- _Requirement A_:
Write out the listing verbatim, starting from the line containing "Annotate the long" up to and including the final line of the listing. Reproduce only those lines.

*** Document section ***

Concepts

This section explains the concepts and architecture of LiuAlgoTrader framework.

liu blcok diagram

Building Blocks

The framework executes two components in parallel: Scanners and Strategies.

  • Scanners, or stock screeners as called by some platforms, is run periodically to search for stocks from the stock universe that adhere to criteria of choice. Users can easily create and deploy scanners, with only few lines of Python code. Scanners determines the time to subscribe for events of a specific stock. Events could be price changes, quotes or trades in a predefined window, e.g. per second/ per minute.
  • Strategies receive stock events from stocks selected by the scanners and then analyse the stock movement by a wide range of indicators to decide the action on the selected equities. A Strategy may act on movement of a single stock or a collection of stocks. A Strategy could also reject a stock and unsubscribe for its further events. The framework supports both long and short positions to equities. The framework is designed to be capable of concurrently handling hundreds of stocks as a portfolio with numerous strategies. Scanner could decide to address stock events with a specific strategy or all strategies.

Data Propagation

Data is either loaded directly from a data-providers, or updated in real-time using web-sockets.

*** Records shown ***

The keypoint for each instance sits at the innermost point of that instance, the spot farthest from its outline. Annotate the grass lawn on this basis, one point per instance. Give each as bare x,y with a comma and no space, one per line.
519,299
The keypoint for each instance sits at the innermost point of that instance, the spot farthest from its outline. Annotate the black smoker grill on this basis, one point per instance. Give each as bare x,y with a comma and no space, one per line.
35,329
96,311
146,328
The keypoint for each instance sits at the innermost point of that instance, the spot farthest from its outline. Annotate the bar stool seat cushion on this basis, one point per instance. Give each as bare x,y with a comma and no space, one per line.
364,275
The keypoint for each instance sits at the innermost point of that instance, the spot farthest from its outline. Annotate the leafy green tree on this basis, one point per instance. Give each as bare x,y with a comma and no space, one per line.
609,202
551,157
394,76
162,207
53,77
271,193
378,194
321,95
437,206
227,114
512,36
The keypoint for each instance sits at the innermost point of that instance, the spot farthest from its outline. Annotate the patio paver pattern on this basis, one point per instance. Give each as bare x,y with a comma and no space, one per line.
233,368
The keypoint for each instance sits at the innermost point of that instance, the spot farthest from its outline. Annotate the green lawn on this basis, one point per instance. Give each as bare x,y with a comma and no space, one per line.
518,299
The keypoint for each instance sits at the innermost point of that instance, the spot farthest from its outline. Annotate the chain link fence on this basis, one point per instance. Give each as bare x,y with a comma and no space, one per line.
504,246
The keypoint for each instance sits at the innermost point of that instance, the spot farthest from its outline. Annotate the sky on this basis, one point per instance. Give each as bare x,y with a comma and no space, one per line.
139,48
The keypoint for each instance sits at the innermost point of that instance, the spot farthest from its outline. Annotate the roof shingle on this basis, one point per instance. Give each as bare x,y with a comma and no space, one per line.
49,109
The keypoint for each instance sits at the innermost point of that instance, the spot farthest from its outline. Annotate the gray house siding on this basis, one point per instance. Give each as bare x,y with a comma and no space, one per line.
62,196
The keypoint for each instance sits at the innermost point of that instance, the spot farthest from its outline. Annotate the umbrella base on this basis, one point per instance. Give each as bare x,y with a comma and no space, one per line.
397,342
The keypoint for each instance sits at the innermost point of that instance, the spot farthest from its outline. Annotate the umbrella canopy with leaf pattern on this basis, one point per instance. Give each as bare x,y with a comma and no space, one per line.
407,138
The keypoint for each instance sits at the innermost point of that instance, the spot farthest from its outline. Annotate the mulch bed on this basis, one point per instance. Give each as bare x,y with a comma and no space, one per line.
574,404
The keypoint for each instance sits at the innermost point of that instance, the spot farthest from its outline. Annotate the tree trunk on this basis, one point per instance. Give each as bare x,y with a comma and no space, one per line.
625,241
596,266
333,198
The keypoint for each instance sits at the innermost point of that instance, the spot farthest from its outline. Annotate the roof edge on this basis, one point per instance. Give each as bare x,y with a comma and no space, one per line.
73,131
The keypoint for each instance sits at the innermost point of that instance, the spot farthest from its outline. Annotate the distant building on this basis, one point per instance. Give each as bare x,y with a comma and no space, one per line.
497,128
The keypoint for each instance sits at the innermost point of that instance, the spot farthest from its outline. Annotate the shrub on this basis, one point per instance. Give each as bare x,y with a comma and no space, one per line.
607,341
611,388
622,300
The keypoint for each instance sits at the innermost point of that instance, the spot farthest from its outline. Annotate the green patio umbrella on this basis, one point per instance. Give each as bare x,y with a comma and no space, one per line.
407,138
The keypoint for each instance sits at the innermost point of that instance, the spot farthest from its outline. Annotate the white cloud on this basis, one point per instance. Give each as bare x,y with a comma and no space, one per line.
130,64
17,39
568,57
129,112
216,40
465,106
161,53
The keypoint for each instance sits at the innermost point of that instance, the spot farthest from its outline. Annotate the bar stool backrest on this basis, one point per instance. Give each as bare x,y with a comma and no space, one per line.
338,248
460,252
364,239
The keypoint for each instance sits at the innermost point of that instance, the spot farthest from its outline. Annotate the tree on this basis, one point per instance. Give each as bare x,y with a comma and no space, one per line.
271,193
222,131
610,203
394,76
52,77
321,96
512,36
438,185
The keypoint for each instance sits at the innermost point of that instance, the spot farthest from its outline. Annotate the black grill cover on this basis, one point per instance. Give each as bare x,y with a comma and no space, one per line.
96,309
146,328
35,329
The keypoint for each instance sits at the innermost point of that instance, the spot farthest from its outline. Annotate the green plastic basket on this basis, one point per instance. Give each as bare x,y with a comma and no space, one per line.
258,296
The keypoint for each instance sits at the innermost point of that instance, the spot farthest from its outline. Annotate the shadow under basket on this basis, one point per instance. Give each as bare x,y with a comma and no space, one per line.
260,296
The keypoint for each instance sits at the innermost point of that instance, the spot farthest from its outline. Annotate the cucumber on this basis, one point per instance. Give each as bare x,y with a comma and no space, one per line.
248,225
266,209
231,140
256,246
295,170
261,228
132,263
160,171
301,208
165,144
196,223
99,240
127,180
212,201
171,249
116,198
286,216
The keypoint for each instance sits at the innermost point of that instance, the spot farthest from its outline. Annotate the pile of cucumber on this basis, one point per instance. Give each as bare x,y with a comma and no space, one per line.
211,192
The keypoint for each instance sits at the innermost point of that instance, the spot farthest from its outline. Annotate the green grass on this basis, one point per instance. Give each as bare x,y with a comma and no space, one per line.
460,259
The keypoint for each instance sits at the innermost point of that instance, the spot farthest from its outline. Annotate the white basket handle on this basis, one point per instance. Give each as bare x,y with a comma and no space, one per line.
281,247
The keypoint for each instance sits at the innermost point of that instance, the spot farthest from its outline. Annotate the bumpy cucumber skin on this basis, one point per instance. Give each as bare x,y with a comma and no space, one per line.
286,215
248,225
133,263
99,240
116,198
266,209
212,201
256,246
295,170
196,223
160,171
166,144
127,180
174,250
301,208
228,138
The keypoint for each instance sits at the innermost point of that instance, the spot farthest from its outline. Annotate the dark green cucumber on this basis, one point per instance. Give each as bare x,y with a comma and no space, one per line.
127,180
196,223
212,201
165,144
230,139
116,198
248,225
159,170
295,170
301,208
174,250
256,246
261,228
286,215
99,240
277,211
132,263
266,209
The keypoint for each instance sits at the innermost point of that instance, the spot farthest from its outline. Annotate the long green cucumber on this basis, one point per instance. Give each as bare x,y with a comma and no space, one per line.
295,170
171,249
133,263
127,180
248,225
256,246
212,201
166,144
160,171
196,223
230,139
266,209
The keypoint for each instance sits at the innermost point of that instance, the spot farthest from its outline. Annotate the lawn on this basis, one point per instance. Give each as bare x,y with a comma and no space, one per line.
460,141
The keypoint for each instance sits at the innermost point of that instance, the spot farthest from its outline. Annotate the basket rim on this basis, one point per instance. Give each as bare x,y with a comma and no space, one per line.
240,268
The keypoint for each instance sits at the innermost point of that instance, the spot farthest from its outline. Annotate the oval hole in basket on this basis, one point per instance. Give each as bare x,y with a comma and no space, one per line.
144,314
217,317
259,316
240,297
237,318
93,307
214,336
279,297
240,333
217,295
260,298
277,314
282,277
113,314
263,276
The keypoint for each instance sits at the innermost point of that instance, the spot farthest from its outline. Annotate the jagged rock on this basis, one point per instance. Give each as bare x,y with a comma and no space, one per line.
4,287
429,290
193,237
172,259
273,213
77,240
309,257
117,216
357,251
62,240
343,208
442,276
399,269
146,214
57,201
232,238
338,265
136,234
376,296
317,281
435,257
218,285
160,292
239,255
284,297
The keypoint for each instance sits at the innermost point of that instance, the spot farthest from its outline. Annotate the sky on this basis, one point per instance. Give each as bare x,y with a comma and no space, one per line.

***

- _Requirement B_:
In the LiuAlgoTrader concepts section, what kinds of stock events does it list?

- _Final answer A_:
The keypoint for each instance sits at the innermost point of that instance, the spot farthest from its outline. Annotate the long green cucumber on this basis, one point per instance. Give each as bare x,y with a comma and no space, one per line.
295,170
171,249
133,263
127,180
248,225
256,246
212,201
166,144
160,171
196,223
230,139
266,209
The keypoint for each instance sits at the innermost point of that instance, the spot farthest from its outline. Annotate the lawn on this basis, one point per instance. Give each as bare x,y with a comma and no space, one per line.
460,141
The keypoint for each instance sits at the innermost point of that instance, the spot farthest from its outline. Annotate the basket rim on this basis, one point per instance. Give each as bare x,y with a comma and no space, one per line.
240,268
The keypoint for each instance sits at the innermost point of that instance, the spot farthest from its outline. Annotate the oval hole in basket on this basis, one point per instance. Give each as bare x,y with a comma and no space, one per line.
144,314
217,317
259,316
240,297
237,318
93,307
214,336
279,297
240,333
217,295
260,298
277,314
282,277
113,314
263,276
The keypoint for each instance sits at the innermost point of that instance, the spot farthest from its outline. Annotate the jagged rock on this basis, one point per instance. Give each as bare x,y with a comma and no space, one per line.
4,287
429,290
193,237
172,259
273,213
77,240
309,257
117,216
357,251
62,240
343,208
442,276
399,269
146,214
57,201
232,238
338,265
136,234
376,296
317,281
435,257
218,285
160,292
239,255
284,297
The keypoint for each instance sits at the innermost point of that instance, the spot farthest from its outline. Annotate the sky on this basis, one point per instance. Give each as bare x,y with a comma and no space, one per line.

- _Final answer B_:
- Price changes
- Quotes
- Trades